(DATA RECORDS)

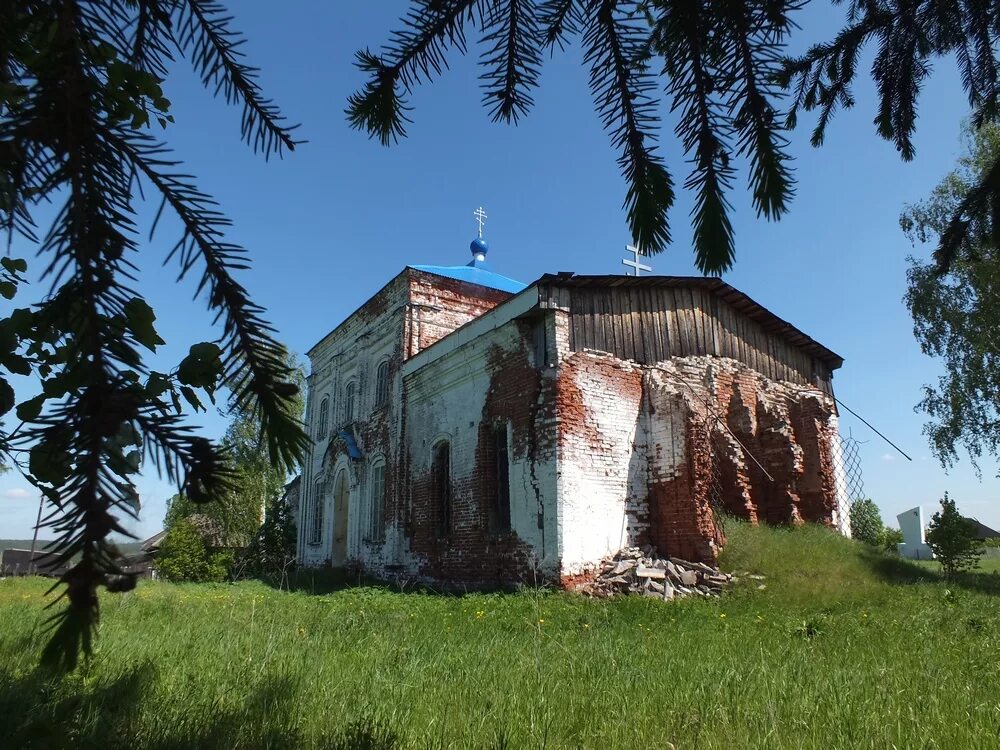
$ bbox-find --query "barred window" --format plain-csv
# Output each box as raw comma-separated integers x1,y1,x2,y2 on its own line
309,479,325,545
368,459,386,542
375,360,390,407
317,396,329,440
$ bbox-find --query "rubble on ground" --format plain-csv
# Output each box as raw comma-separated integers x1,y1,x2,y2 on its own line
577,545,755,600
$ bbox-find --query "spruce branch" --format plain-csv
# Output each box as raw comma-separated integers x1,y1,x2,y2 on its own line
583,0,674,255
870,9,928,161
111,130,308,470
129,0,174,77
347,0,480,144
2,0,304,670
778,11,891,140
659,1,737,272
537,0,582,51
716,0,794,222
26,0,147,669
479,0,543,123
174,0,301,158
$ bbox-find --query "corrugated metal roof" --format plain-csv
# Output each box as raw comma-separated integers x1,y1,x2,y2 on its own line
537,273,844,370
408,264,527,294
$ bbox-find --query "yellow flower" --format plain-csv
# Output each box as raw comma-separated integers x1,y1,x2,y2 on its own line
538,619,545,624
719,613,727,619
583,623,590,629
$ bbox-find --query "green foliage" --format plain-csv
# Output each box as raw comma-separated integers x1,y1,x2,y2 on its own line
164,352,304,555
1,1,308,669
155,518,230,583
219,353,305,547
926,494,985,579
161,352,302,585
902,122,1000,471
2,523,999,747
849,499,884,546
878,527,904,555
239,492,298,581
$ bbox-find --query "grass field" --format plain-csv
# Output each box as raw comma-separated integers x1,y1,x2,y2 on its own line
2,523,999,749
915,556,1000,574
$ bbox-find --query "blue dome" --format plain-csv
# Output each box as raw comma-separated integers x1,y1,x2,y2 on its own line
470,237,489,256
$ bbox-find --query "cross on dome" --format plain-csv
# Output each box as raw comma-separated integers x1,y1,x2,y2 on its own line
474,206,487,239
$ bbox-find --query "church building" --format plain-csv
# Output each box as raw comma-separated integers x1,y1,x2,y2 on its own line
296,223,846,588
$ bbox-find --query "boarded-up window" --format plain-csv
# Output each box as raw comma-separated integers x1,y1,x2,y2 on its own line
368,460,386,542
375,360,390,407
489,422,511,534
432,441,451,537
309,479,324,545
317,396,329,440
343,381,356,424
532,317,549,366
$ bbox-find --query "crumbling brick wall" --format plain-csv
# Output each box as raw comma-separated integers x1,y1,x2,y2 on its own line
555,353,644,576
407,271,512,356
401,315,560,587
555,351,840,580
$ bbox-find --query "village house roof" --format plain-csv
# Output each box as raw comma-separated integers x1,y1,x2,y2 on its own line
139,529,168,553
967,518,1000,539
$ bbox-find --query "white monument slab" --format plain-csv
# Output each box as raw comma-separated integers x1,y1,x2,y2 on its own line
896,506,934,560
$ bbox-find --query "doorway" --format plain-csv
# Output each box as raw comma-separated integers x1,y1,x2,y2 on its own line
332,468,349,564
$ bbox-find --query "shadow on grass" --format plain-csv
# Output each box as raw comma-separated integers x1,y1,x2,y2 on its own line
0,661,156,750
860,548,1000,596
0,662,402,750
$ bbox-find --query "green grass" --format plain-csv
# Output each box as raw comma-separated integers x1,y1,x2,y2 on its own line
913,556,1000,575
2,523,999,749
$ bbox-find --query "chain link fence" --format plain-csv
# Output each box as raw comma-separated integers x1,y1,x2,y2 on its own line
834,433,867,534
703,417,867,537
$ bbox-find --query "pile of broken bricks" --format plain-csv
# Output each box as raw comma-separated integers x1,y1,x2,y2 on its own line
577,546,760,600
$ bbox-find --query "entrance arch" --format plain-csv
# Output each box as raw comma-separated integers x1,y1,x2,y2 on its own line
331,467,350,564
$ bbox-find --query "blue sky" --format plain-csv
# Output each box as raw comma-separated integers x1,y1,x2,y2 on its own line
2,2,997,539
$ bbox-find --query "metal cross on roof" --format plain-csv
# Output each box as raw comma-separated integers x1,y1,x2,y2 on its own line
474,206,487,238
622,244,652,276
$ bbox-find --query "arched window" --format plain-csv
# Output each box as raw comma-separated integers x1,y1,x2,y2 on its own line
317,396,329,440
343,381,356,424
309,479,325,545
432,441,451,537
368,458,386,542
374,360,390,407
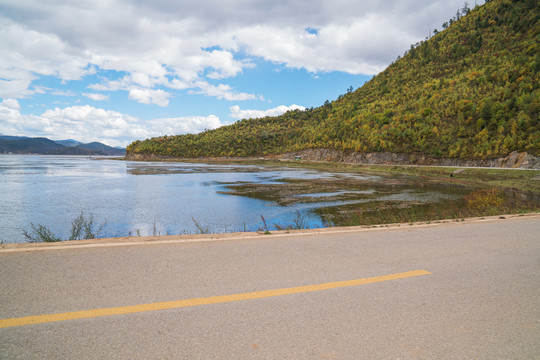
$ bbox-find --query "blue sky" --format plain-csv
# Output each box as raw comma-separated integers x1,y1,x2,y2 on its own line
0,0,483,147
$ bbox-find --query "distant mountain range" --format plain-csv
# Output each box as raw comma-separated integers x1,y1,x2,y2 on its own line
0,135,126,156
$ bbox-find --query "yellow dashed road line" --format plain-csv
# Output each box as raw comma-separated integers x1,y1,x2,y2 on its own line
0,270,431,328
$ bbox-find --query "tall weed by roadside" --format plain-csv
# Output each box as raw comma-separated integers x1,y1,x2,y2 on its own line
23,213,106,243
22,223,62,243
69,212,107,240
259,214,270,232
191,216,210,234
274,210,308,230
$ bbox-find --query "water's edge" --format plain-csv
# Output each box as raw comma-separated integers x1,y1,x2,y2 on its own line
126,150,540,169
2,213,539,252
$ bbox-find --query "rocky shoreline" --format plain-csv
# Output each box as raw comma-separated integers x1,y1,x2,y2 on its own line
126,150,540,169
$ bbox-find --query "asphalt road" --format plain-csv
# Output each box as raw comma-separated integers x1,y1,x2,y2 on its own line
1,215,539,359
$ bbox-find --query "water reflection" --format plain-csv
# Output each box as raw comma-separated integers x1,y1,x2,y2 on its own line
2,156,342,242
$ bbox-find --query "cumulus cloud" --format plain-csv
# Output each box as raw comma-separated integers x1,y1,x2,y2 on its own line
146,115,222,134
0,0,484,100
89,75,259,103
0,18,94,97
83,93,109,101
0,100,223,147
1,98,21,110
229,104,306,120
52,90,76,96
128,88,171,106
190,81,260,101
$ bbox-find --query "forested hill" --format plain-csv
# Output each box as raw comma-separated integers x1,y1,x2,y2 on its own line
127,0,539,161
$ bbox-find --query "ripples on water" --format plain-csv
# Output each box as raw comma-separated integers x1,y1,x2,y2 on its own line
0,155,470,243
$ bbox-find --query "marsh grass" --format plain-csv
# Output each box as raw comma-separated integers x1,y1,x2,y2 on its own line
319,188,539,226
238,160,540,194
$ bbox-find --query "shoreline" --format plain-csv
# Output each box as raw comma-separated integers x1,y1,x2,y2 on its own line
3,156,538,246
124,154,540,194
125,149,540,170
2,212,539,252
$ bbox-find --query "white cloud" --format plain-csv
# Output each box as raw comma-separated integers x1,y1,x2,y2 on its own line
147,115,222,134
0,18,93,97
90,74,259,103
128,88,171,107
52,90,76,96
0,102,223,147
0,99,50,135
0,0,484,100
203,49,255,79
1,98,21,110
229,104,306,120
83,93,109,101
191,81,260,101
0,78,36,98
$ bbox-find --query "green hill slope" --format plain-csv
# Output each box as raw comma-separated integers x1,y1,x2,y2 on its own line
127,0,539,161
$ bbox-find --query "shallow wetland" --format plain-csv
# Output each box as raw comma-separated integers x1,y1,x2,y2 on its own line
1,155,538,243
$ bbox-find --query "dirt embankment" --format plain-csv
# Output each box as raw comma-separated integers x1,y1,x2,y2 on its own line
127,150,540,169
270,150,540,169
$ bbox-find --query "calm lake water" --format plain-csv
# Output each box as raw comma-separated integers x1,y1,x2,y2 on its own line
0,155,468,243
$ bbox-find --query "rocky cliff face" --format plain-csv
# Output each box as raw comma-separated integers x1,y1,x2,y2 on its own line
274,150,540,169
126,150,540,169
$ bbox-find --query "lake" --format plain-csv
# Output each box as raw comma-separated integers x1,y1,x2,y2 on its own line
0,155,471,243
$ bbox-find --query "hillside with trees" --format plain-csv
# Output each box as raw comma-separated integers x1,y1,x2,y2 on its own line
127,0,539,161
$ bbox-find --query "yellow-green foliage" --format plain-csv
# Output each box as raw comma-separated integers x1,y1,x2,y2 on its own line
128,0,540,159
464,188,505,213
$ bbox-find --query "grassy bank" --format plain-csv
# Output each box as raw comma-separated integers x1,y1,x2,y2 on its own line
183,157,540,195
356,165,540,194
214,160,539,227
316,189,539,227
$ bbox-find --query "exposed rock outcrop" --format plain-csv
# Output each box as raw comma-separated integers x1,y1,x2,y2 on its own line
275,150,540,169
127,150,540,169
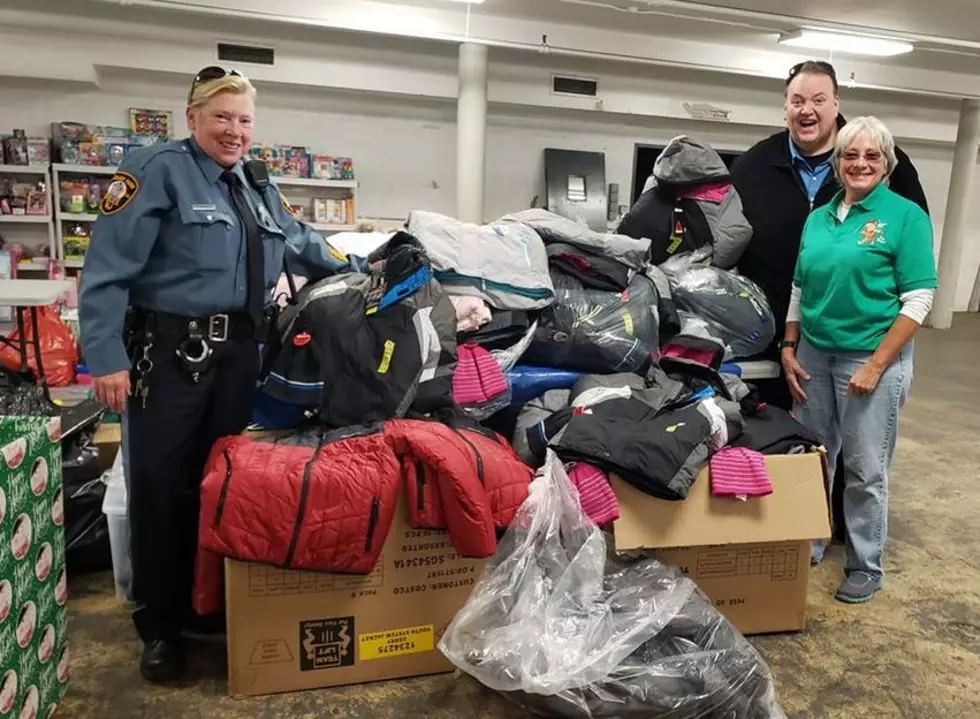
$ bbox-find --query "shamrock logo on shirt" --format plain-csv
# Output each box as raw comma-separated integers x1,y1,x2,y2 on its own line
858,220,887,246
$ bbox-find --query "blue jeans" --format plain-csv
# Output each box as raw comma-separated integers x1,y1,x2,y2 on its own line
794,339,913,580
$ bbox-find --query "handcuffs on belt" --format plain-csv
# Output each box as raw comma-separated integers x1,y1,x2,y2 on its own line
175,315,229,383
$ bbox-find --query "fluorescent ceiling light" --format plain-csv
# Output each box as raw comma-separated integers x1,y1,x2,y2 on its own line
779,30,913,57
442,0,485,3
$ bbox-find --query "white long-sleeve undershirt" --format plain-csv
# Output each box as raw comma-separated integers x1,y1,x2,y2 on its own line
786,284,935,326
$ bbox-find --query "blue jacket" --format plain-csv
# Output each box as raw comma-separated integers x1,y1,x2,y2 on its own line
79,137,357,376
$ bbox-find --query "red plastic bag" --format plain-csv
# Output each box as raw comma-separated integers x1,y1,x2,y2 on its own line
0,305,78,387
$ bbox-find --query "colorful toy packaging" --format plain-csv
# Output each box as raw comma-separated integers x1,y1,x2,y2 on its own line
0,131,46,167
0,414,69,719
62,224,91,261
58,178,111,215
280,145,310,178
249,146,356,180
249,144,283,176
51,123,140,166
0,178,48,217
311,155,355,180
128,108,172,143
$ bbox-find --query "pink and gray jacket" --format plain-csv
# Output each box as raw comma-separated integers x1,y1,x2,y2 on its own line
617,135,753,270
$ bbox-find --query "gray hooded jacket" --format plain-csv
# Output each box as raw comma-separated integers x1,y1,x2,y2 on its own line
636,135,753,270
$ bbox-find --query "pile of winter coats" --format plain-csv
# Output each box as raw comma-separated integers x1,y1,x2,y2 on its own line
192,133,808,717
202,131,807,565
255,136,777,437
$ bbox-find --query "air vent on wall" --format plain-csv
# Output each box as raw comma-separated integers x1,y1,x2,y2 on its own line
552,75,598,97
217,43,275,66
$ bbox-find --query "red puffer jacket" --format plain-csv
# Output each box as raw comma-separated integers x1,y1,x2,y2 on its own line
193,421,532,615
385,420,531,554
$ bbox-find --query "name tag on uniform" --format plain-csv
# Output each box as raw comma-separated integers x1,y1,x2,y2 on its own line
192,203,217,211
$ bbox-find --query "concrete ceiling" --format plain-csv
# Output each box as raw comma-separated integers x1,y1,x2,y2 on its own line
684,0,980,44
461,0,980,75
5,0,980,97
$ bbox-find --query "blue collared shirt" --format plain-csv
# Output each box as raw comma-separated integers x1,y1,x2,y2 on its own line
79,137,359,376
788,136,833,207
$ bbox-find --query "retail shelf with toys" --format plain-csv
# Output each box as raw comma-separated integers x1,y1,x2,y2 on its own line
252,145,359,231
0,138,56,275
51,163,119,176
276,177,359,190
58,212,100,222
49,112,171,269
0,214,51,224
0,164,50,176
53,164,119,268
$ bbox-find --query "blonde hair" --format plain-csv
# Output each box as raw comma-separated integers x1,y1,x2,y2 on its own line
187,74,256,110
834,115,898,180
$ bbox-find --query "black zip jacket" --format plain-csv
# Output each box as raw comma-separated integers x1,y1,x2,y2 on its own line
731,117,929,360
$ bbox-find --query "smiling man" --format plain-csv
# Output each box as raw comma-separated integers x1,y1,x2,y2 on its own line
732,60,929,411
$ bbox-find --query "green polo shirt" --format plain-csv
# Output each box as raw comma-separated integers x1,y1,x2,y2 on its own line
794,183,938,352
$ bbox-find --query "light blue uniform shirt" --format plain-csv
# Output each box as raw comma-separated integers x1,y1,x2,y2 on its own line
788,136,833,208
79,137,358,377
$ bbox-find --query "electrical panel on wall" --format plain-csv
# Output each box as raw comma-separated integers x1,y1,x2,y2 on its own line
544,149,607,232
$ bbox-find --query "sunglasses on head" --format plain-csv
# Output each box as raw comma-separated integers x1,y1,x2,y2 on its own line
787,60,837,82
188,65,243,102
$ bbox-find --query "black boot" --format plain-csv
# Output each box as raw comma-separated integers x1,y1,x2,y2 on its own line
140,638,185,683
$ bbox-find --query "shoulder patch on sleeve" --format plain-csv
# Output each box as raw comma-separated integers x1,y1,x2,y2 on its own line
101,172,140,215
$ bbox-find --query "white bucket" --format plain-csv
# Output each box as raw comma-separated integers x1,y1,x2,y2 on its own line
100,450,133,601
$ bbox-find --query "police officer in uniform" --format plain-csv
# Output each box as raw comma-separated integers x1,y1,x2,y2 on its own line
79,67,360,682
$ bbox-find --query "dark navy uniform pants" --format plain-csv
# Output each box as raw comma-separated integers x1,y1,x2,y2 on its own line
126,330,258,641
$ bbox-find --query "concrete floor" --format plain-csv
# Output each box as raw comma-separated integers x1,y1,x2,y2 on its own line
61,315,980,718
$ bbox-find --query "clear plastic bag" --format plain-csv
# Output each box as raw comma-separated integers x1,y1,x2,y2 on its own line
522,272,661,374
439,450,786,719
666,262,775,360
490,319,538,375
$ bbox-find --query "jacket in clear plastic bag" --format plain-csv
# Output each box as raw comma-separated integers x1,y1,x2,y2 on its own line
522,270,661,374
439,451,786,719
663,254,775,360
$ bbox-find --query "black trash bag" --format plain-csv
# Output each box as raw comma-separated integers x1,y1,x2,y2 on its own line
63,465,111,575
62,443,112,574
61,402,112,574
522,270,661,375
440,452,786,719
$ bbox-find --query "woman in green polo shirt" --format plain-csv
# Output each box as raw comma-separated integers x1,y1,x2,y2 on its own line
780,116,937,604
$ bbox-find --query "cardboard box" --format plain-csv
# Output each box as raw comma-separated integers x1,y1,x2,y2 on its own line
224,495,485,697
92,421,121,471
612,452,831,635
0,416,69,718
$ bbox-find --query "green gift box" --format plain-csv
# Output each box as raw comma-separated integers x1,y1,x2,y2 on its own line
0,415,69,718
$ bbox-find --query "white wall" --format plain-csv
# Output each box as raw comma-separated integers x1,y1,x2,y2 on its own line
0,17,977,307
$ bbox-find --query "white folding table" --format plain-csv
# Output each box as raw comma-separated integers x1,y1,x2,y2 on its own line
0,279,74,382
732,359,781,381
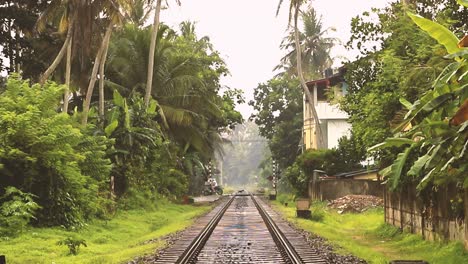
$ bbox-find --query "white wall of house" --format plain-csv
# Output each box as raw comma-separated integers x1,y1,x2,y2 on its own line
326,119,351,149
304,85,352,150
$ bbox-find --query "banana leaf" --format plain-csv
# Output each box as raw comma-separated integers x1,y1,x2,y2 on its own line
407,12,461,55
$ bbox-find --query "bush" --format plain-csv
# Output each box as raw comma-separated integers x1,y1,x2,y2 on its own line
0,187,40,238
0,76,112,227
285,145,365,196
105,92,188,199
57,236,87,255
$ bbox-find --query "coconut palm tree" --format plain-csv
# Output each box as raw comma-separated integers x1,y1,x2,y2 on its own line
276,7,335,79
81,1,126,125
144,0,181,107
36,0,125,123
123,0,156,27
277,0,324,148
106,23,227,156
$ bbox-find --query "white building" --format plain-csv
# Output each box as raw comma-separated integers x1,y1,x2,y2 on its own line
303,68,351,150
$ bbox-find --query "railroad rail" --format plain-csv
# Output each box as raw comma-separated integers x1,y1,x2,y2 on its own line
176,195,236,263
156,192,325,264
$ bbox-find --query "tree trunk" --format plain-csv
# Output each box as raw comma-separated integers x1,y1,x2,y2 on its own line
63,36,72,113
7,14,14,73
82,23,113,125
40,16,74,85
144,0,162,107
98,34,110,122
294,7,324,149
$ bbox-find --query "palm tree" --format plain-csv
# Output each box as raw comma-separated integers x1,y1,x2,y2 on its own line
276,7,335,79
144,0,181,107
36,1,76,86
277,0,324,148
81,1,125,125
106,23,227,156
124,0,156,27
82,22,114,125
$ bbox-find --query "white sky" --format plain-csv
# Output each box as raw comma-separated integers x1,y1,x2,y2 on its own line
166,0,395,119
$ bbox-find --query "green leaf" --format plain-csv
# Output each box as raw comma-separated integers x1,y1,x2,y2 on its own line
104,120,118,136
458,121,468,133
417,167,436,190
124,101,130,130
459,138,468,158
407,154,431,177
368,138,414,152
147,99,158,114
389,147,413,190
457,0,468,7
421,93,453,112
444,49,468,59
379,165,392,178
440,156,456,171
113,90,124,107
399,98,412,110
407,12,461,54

(End DATA RECORDS)

-- TASK DETAILS --
Looking at the listing above, which lines hold "ceiling"? Copy every such line.

-- RESPONSE BOX --
$ bbox-find --query "fluorescent ceiling light" --format plain-csv
$ bbox-find --query "concrete ceiling" --format plain-csv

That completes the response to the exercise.